# Excerpts from a dataset

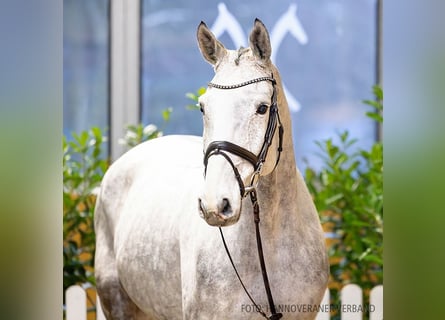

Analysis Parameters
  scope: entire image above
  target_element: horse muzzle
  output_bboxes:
[198,197,240,226]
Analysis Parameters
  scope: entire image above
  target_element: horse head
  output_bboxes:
[197,19,283,227]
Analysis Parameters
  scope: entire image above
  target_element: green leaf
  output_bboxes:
[162,107,173,122]
[345,138,358,148]
[197,87,207,96]
[78,131,89,147]
[340,131,349,143]
[365,112,383,123]
[185,92,197,100]
[91,126,101,139]
[362,99,382,110]
[325,193,344,205]
[126,124,138,131]
[186,87,206,111]
[186,87,206,102]
[372,85,383,100]
[361,254,383,265]
[186,103,200,110]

# EXERCISE OBJECTIVE
A precise copy of each record, with the images removed, should be output.

# SOLUTION
Analysis Parameters
  scope: entire image above
  target_element: horse muzzle
  output_bboxes:
[198,197,240,226]
Analysis Parameters
  scope: entire image above
  target_element: horse head
  output_bboxes:
[197,19,283,227]
Analysis Parameters
  scope: entire image above
  target_element: green leaf
  output_bboxes:
[162,107,173,122]
[345,138,358,148]
[197,87,207,96]
[78,131,89,147]
[340,131,349,143]
[365,112,383,123]
[185,92,197,100]
[91,126,101,139]
[362,99,382,110]
[325,193,344,205]
[126,124,138,131]
[186,87,206,111]
[186,87,206,102]
[372,85,383,100]
[361,254,383,265]
[186,103,200,110]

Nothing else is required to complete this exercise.